> WHAT THIS TASK INVOLVES
Copy out the stretch of the letter to Los Angeles Magazine from "Failing that, I" through "that didn’t work.", without changing a word.

> TEXT
Please, Let Me Be Forgotten: My Letter to Los Angeles Magazine
Today, I emailed the following to Maer Roshan, editor-in-chief of Los Angeles Magazine. The point I make is about more than my own story — it is about so many of us in the Internet age, particularly those of us with children.
Dear Mr. Roshan,
I write to ask to be forgotten.
Failing that, I write to ask to be remembered differently.
If you Google my name, this 2014 story from Los Angeles Magazine is the first thing that shows up. It ranks ahead of my Wikipedia page and all other articles about me.
The journalist who wrote the story, Mona Gable, wrote with the information she had – much of it from my own mouth. Every interview I did with her in 2013, in person or over the phone, was while under the influence of heavy medication. I was also eager to paint myself in the worst possible light, hoping to perhaps create a legacy so damning that it would push everyone away – and I’d be able to kill myself at last. Fortunately, that didn’t work.

> DATASET ENTRIES
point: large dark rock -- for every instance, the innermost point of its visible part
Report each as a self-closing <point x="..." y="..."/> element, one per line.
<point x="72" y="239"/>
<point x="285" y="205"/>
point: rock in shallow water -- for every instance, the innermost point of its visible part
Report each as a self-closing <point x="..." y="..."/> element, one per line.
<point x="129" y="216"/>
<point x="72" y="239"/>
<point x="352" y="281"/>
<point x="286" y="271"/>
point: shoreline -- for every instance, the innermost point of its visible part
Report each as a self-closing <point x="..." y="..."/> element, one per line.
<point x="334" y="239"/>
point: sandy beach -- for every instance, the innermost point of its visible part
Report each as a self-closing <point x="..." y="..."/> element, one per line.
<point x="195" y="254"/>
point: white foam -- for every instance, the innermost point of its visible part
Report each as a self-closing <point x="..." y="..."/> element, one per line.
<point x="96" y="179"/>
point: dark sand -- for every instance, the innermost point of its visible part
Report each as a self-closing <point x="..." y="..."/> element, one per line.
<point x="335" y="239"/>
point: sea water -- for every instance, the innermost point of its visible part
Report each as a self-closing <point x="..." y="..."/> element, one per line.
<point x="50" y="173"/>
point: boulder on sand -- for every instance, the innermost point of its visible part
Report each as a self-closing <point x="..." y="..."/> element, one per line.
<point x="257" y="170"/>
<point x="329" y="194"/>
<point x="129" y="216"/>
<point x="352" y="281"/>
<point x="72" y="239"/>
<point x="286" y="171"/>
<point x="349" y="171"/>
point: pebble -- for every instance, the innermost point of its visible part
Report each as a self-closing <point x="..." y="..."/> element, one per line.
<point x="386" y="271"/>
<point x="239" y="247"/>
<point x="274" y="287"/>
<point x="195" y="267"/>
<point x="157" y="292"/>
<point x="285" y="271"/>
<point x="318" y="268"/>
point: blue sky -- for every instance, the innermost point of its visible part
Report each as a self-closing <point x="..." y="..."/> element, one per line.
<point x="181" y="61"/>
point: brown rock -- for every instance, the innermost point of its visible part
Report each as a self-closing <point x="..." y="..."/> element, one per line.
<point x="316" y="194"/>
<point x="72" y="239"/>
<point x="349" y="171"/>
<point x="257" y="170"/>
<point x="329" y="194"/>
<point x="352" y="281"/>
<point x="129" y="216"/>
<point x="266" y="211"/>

> THE COMPLETED TASK
Failing that, I write to ask to be remembered differently.
If you Google my name, this 2014 story from Los Angeles Magazine is the first thing that shows up. It ranks ahead of my Wikipedia page and all other articles about me.
The journalist who wrote the story, Mona Gable, wrote with the information she had – much of it from my own mouth. Every interview I did with her in 2013, in person or over the phone, was while under the influence of heavy medication. I was also eager to paint myself in the worst possible light, hoping to perhaps create a legacy so damning that it would push everyone away – and I’d be able to kill myself at last. Fortunately, that didn’t work.